Święty Paweł czyta Stary Testament przez pryzmat Chrystusa. To są właściwe „okulary”, dzięki którym widzi i rozumie więcej, niż widział jako uczeń Gamaliela.
Bracia:
Przez jednego człowieka grzech wszedł do świata, a przez grzech śmierć, i w ten sposób śmierć przeszła na wszystkich ludzi, ponieważ wszyscy zgrzeszyli. Bo i przed Prawem grzech był na świecie, grzechu się jednak nie poczytuje, gdy nie ma Prawa. A przecież śmierć rozpanoszyła się od Adama do Mojżesza nawet nad tymi, którzy nie zgrzeszyli przestępstwem na wzór Adama. On to jest typem Tego, który miał przyjść.
Ale nie tak samo ma się rzecz z przestępstwem, jak z darem łaski. Jeżeli bowiem przestępstwo jednego sprowadziło na wszystkich śmierć, to o ileż obficiej spłynęła na nich wszystkich łaska i dar Boży, łaskawie udzielony przez jednego Człowieka, Jezusa Chrystusa.

• [Zebrane dane]:
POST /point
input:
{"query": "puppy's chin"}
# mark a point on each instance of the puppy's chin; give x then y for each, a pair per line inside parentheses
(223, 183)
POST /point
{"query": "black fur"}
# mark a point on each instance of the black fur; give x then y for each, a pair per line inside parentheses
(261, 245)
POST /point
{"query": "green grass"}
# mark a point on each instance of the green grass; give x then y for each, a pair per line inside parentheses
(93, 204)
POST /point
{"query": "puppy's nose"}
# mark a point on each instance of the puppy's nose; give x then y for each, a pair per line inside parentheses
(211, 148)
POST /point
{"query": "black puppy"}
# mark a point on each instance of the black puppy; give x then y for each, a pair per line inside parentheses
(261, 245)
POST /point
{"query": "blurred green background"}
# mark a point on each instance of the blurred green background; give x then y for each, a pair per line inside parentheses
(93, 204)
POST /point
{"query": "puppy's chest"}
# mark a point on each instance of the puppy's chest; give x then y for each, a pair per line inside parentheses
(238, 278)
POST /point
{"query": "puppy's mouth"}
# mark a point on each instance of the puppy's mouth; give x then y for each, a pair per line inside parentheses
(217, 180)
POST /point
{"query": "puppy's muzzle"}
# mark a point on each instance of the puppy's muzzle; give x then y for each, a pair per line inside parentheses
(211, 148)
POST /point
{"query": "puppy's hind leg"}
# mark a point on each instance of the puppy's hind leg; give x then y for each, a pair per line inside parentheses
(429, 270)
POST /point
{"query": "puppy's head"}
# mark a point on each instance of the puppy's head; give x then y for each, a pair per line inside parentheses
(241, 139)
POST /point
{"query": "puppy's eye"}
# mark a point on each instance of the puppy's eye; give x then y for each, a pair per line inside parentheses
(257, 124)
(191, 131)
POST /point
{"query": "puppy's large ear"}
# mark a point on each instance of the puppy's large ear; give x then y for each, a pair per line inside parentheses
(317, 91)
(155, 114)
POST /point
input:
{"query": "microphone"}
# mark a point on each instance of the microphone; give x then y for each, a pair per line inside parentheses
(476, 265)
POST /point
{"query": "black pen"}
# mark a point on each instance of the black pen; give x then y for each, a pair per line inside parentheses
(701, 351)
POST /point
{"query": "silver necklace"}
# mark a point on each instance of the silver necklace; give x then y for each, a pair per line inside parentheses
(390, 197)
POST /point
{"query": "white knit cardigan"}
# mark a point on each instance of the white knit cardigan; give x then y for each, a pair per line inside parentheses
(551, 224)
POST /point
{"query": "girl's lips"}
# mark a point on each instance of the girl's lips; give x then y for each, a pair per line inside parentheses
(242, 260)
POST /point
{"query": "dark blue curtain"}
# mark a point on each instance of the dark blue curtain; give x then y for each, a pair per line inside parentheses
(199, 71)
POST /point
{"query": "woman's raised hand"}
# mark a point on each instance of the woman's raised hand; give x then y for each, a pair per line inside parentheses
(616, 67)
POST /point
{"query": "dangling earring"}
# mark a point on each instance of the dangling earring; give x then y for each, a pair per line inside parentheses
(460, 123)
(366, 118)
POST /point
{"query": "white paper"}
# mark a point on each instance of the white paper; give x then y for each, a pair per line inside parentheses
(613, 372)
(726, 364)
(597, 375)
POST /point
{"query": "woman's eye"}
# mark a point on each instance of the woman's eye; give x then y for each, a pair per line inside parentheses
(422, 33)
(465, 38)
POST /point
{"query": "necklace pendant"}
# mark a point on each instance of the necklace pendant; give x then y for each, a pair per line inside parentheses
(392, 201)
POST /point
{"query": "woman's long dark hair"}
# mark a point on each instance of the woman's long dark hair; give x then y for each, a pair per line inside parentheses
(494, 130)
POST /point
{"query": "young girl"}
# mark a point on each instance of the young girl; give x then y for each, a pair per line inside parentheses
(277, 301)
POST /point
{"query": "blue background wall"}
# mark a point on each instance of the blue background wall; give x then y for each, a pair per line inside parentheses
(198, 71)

• [Zestaw zadań]:
A: Według fragmentu o grzechu i łasce, od kogo do kogo rozpanoszyła się śmierć?
B: Dopisz dalszy ciąg fragmentu o grzechu i łasce, zaczynając po jego ostatnim zdaniu.

• [Wyniki ćwiczenia]:
A: Od Adama do Mojżesza.

B:
1. Chrystus jest kluczem do zrozumienia Starego Testamentu i do zrozumienia ludzkiej historii. Głębię upadku człowieka, jego zepsucie przez grzech można właściwie ocenić z perspektywy jego wyzwolenia. Takie są logika i kontekst biblijnego nauczania o grzechu pierworodnym i o grzechu w ogóle. Święty Paweł zestawia dwie postacie, które odegrały kluczową rolę w historii zbawienia: Adama i Chrystusa. Adam przez swój grzech zapoczątkował historię nieposłuszeństwa Bogu. Chrystus przez swoje doskonałe posłuszeństwo Ojcu odwrócił ten trend, wpuścił w krwiobieg historii antidotum na grzech i śmierć. Stał się źródłem łaski leczącej zarazę grzechową, która rozlała się jak pandemia na całą ludzkość i przekazywana jest z pokolenia na pokolenie.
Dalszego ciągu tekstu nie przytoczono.